Quote the listing in full, exactly as given, minus any pictures.
--- BEGIN INPUT ROWS ---
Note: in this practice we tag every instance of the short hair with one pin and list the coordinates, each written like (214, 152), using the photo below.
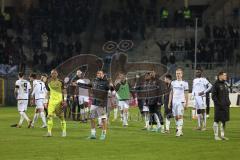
(33, 75)
(199, 69)
(21, 74)
(168, 76)
(221, 73)
(44, 75)
(179, 69)
(54, 70)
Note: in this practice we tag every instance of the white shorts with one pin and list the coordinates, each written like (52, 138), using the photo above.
(39, 103)
(83, 99)
(123, 104)
(22, 105)
(98, 112)
(145, 108)
(199, 102)
(177, 109)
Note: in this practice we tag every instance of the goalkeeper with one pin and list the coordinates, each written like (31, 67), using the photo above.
(57, 100)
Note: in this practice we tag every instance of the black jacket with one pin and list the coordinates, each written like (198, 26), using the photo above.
(100, 89)
(220, 94)
(148, 86)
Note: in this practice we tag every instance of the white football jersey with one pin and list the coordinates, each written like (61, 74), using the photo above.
(178, 89)
(24, 88)
(83, 91)
(39, 89)
(200, 85)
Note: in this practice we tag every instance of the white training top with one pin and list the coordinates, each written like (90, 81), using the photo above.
(178, 89)
(23, 87)
(39, 89)
(83, 91)
(201, 85)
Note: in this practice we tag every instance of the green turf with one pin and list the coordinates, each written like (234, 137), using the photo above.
(121, 143)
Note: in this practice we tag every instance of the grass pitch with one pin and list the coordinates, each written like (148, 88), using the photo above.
(121, 143)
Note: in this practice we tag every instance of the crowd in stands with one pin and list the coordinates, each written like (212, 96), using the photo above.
(217, 45)
(54, 27)
(131, 17)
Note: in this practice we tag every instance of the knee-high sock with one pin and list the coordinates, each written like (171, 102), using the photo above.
(50, 123)
(125, 118)
(63, 125)
(99, 121)
(93, 131)
(115, 113)
(199, 120)
(21, 118)
(222, 130)
(215, 129)
(146, 118)
(25, 116)
(35, 117)
(193, 112)
(180, 124)
(167, 123)
(157, 120)
(121, 115)
(43, 118)
(204, 119)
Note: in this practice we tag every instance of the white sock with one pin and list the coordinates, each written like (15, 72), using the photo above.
(21, 119)
(221, 130)
(215, 129)
(115, 113)
(25, 116)
(93, 131)
(199, 120)
(35, 117)
(157, 120)
(167, 123)
(43, 118)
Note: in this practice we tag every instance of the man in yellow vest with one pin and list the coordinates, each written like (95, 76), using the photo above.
(187, 15)
(164, 17)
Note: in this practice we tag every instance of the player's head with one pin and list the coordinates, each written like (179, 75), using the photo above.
(54, 73)
(179, 73)
(33, 76)
(79, 73)
(199, 72)
(153, 74)
(147, 76)
(222, 76)
(167, 78)
(44, 77)
(20, 75)
(100, 74)
(121, 76)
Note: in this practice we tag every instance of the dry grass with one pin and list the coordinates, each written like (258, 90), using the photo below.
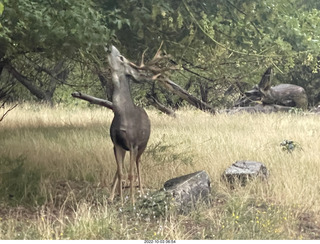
(57, 165)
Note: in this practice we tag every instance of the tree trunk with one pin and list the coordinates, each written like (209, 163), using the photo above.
(40, 94)
(154, 102)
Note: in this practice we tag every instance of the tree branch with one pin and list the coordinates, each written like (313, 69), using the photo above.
(93, 100)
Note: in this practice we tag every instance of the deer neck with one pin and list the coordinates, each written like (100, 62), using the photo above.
(122, 100)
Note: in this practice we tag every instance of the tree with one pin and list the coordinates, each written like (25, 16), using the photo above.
(220, 43)
(41, 41)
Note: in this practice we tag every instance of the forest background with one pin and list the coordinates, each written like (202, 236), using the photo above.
(51, 48)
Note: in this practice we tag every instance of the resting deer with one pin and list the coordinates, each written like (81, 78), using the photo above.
(284, 94)
(130, 128)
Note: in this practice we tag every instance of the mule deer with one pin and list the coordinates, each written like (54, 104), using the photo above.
(130, 128)
(283, 94)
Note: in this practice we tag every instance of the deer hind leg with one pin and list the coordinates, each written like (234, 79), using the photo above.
(119, 154)
(139, 175)
(133, 158)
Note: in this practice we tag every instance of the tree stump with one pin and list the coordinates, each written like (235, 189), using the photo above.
(189, 190)
(243, 171)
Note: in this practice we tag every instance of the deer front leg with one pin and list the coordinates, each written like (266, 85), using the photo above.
(119, 154)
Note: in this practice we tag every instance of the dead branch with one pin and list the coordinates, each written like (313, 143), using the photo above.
(154, 102)
(93, 100)
(6, 112)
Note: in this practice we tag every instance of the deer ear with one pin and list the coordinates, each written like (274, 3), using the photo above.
(265, 82)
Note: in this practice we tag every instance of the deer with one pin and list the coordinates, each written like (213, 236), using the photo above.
(130, 127)
(283, 94)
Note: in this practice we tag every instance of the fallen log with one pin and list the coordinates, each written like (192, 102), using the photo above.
(243, 171)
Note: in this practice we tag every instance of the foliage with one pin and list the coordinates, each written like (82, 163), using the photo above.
(223, 42)
(43, 41)
(220, 45)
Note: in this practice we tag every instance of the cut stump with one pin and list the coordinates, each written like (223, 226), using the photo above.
(243, 171)
(188, 190)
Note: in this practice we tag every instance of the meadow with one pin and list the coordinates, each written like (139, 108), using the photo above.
(57, 166)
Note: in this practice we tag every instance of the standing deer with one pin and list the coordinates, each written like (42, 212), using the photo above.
(283, 94)
(130, 128)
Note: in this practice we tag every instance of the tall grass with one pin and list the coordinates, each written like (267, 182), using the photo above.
(57, 165)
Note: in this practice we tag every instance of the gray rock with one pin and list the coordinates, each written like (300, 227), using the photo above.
(189, 190)
(242, 171)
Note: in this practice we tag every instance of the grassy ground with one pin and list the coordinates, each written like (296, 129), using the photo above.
(57, 164)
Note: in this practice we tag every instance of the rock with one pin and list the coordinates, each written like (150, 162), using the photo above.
(242, 171)
(189, 190)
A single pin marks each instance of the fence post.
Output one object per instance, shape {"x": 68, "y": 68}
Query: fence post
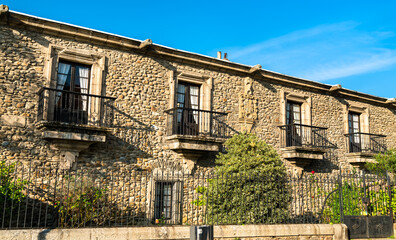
{"x": 340, "y": 196}
{"x": 389, "y": 183}
{"x": 201, "y": 232}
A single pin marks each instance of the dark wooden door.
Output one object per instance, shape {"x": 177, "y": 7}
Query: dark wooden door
{"x": 354, "y": 132}
{"x": 73, "y": 81}
{"x": 293, "y": 122}
{"x": 187, "y": 117}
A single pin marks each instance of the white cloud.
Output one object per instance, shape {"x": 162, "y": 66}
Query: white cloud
{"x": 323, "y": 52}
{"x": 340, "y": 70}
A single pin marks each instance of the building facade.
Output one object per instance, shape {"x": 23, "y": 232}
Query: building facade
{"x": 75, "y": 96}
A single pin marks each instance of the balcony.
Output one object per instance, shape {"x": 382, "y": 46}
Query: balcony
{"x": 194, "y": 132}
{"x": 361, "y": 147}
{"x": 72, "y": 121}
{"x": 303, "y": 144}
{"x": 73, "y": 108}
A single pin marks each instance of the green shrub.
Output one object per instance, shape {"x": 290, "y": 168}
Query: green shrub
{"x": 82, "y": 203}
{"x": 384, "y": 162}
{"x": 352, "y": 201}
{"x": 11, "y": 191}
{"x": 250, "y": 185}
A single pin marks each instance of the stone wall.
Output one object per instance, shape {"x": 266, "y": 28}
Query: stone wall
{"x": 284, "y": 232}
{"x": 140, "y": 82}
--- END INPUT ROWS ---
> [WRITTEN SOLUTION]
Note: in this practice we tag every instance of the short hair with one pin and list the coordinates, each written like (214, 152), using the photo below.
(33, 75)
(199, 69)
(21, 74)
(168, 76)
(221, 73)
(44, 75)
(179, 69)
(54, 70)
Note: in this practice we tag every instance of the white shorts with one pin and list the coordinates, each written like (52, 138), using the photo above.
(39, 103)
(83, 99)
(123, 104)
(22, 105)
(98, 112)
(145, 108)
(199, 102)
(177, 109)
Note: in this practice we tag every instance of the goalkeeper with one pin and list the coordinates, each written like (31, 67), using the photo above.
(57, 100)
Note: in this practice we tag every instance of the black jacket with one pin and list the coordinates, each written like (198, 26), using the photo above.
(100, 89)
(220, 94)
(148, 86)
Note: in this practice we tag every instance of the white football jersey with one pin and list the coordinates, each written like (61, 74), using the photo above.
(178, 89)
(24, 88)
(83, 91)
(39, 89)
(200, 85)
Note: in this practice we tag every instance of the white training top with one pin and list the coordinates, each written like (90, 81), using the photo above.
(178, 89)
(23, 87)
(39, 89)
(83, 91)
(201, 85)
Note: in this practice we tag every instance of the green turf with one pin and list the coordinates, each written like (234, 137), using the photo above.
(121, 143)
Note: in this practice we tag every instance of the grass pitch with one pin and list the coordinates, each written like (148, 88), using the photo above.
(121, 143)
Note: in this practice we tag every instance of the crowd in stands with one pin and list the coordinates, each written like (212, 96), using the photo above.
(217, 45)
(54, 27)
(131, 17)
Note: in this practice we tag every instance of the knee-high sock with one pin and list the coordinates, each written like (171, 102), using the photo above.
(50, 123)
(125, 118)
(63, 125)
(99, 121)
(93, 131)
(115, 113)
(199, 120)
(21, 118)
(222, 130)
(215, 129)
(146, 118)
(25, 116)
(35, 117)
(193, 112)
(180, 124)
(167, 123)
(157, 120)
(121, 115)
(43, 118)
(204, 119)
Note: in this practice we tag every instance of the white sock with one pin and list the coordinates, each written like (15, 72), using the photo above.
(21, 119)
(221, 130)
(215, 129)
(115, 113)
(25, 116)
(93, 131)
(199, 120)
(35, 117)
(157, 120)
(167, 123)
(43, 118)
Note: in this practice we tag every instance of the man in yellow vest with one pin and list the coordinates, each written like (95, 76), using the photo above.
(187, 15)
(164, 17)
Note: in this practice we tag every instance of the player's head with one pin and list the coordinates, each written like (179, 75), using the photo above.
(54, 73)
(179, 73)
(33, 76)
(79, 73)
(199, 72)
(153, 74)
(147, 76)
(222, 76)
(167, 78)
(44, 77)
(20, 75)
(100, 74)
(121, 76)
Note: in this practice we tag every instance of the dry grass with one pin and list the coordinates, each written like (258, 90), using the photo below.
(57, 165)
Note: in this practice we tag every instance of the tree trunk with one pin and list the coordinates, each written like (209, 163), using the photo above.
(40, 94)
(154, 102)
Note: in this practice we tag every instance of the tree branch with one pin and list the coordinates, each written like (313, 69), using the photo above.
(93, 100)
Note: in this practice we tag every instance of the deer neck with one pin and list the coordinates, each written like (100, 62), using the photo above.
(122, 100)
Note: in this practice we tag every instance of the tree with one pin and list the coordinates, each written like (25, 16), using the photo above.
(220, 43)
(41, 41)
Note: in this practice we tag every instance of the forest background with one pin and list the coordinates, each written like (202, 236), using the photo above.
(51, 48)
Note: in this practice we tag every instance of the resting deer with one pin and list the coordinates, each written like (81, 78), using the photo above.
(284, 94)
(130, 128)
Note: in this practice we tag every instance of the mule deer with one pin and list the coordinates, each written like (54, 104), using the photo above.
(130, 128)
(283, 94)
Note: in this practice we tag every instance of the deer hind leg with one pin and list the coordinates, each written like (234, 79), using the photo above.
(119, 154)
(139, 175)
(133, 158)
Note: in this practice we tag every instance of the tree stump with one pin and list the coordinates, each written like (235, 189), using the photo above.
(189, 190)
(243, 171)
Note: in this practice we tag every instance of the deer front leg with one pin and list the coordinates, each written like (266, 85), using the photo above.
(119, 154)
Note: in this practice we tag every instance of the dead branch with one pin and list the coordinates, each written like (313, 143), using the photo above.
(154, 102)
(93, 100)
(6, 112)
Note: in this practice we tag every instance of the deer ear with one pin and list the coordinates, each written like (274, 3), using the photo above.
(265, 82)
Note: in this practice we tag every instance of the deer with one pin and list the coordinates, each written like (213, 236), using the photo above.
(130, 127)
(283, 94)
Note: in this practice we tag every instance of the fallen log with one pin and list the coordinates, each written like (192, 102), using the photo above.
(243, 171)
Note: in this practice we tag every instance of the foliage with one pin and list the coordinates, each written like (82, 163), using the photo above.
(223, 42)
(43, 41)
(220, 45)
Note: in this practice we tag every instance of the cut stump with one pin and list the coordinates, each written like (223, 226), using the photo above.
(243, 171)
(188, 190)
Note: in this practice we tag every instance of the meadow with one pin and list the coordinates, each written like (139, 108), using the photo above.
(57, 166)
Note: in this practice we tag every instance of the standing deer with one pin and list the coordinates, each written like (42, 212), using the photo above.
(283, 94)
(130, 128)
Note: in this practice we tag every instance of the tall grass with one pin and list the coordinates, each written like (267, 182), using the photo above.
(57, 165)
Note: in this practice we tag every instance of the gray rock with one pin and list the coordinates, each written like (300, 227), using the photo above.
(189, 190)
(242, 171)
Note: in this practice we tag every instance of the grassy ground with one pin and list the coordinates, each written like (296, 129), using the photo above.
(57, 164)
Note: in this practice we tag every instance of the rock with one pin and list the coordinates, each written like (150, 162), using the photo above.
(242, 171)
(189, 190)
A single pin marks each instance of the fence post.
Output one object per instance, shape {"x": 68, "y": 68}
Query: fence post
{"x": 340, "y": 196}
{"x": 389, "y": 183}
{"x": 201, "y": 232}
A single pin marks each instance of the dark wooden door.
Output one object per instance, shape {"x": 177, "y": 7}
Query: dark wooden door
{"x": 354, "y": 132}
{"x": 73, "y": 81}
{"x": 293, "y": 122}
{"x": 187, "y": 117}
A single pin marks each instance of the white cloud.
Output one object per instance, shape {"x": 162, "y": 66}
Query: white cloud
{"x": 323, "y": 52}
{"x": 340, "y": 70}
A single pin marks each instance of the building facade.
Output one object per instance, shape {"x": 23, "y": 232}
Query: building facade
{"x": 75, "y": 96}
A single pin marks each instance of the balcony.
Output one object per instance, shape {"x": 382, "y": 46}
Query: balcony
{"x": 194, "y": 132}
{"x": 361, "y": 147}
{"x": 72, "y": 121}
{"x": 303, "y": 144}
{"x": 73, "y": 108}
A single pin marks each instance of the green shrub.
Output one object per instance, shape {"x": 290, "y": 168}
Query: green shrub
{"x": 82, "y": 203}
{"x": 384, "y": 162}
{"x": 352, "y": 201}
{"x": 11, "y": 191}
{"x": 250, "y": 185}
A single pin marks each instance of the stone wall.
Output one object per instance, shape {"x": 266, "y": 28}
Query: stone wall
{"x": 284, "y": 232}
{"x": 140, "y": 82}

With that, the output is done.